YOUR OBJECTIVE = The word "Task" occurs in some of the lines below; copy each of those lines.

[Stored data entries]
● ● ● ●

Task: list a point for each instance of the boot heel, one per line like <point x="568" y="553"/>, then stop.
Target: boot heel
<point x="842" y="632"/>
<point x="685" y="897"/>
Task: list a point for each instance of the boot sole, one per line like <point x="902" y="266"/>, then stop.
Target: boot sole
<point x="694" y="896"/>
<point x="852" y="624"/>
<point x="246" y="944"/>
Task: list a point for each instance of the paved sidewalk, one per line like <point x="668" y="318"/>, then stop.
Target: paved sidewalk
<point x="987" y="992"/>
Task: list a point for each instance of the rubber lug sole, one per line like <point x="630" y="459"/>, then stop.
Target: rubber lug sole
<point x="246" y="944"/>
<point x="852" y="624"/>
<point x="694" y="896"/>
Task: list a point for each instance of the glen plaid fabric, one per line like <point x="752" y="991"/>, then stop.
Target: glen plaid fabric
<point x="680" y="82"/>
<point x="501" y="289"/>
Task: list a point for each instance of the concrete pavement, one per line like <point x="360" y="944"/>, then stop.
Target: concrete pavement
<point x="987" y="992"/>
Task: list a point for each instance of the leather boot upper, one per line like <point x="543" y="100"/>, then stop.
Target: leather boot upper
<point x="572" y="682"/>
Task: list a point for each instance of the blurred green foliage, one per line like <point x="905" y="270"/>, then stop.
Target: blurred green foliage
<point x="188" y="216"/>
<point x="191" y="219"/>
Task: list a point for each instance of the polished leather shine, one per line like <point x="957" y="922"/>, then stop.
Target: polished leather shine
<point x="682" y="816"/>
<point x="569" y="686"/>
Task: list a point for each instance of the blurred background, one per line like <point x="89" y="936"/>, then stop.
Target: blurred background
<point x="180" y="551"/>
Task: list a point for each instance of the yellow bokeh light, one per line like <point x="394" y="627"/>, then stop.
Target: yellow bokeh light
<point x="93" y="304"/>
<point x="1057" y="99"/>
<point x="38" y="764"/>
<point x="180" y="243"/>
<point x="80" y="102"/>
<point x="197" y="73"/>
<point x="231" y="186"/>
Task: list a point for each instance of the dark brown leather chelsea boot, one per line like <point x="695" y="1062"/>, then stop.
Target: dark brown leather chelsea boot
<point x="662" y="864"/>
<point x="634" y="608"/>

● ● ● ●

WRITTEN ANSWER =
Task: list a point for each instance of the boot heel, one per line like <point x="568" y="553"/>, then stop.
Task: list a point for each instance of the boot sole, one per line like <point x="902" y="266"/>, then stop.
Task: list a point for each instance of the paved sidewalk, one per line like <point x="668" y="318"/>, then stop.
Task: list a point for each instance of the rubber lug sole, one per line like <point x="630" y="459"/>, then stop.
Task: list a point for each instance of the glen plaid fabric, one per line like <point x="752" y="991"/>, then stop.
Task: list a point for each instance of the concrete pavement, one per line like <point x="360" y="944"/>, then stop.
Task: list a point for each instance of the leather boot upper, one per line like <point x="543" y="100"/>, then stop.
Task: list a point for each instance of the blurred green foliage, one per line like <point x="905" y="270"/>, then stop.
Task: list a point for each instance of the polished leather shine, one per line like <point x="957" y="922"/>, then stop.
Task: list a point for each instance of the blurred background, one per line like <point x="89" y="936"/>, then stop.
Task: list a point for each instance of the yellow bokeh light, one per line like <point x="394" y="627"/>, then stop.
Task: list a point for each instance of the dark brown leather chelsea boot, one per line like <point x="695" y="1062"/>, then stop.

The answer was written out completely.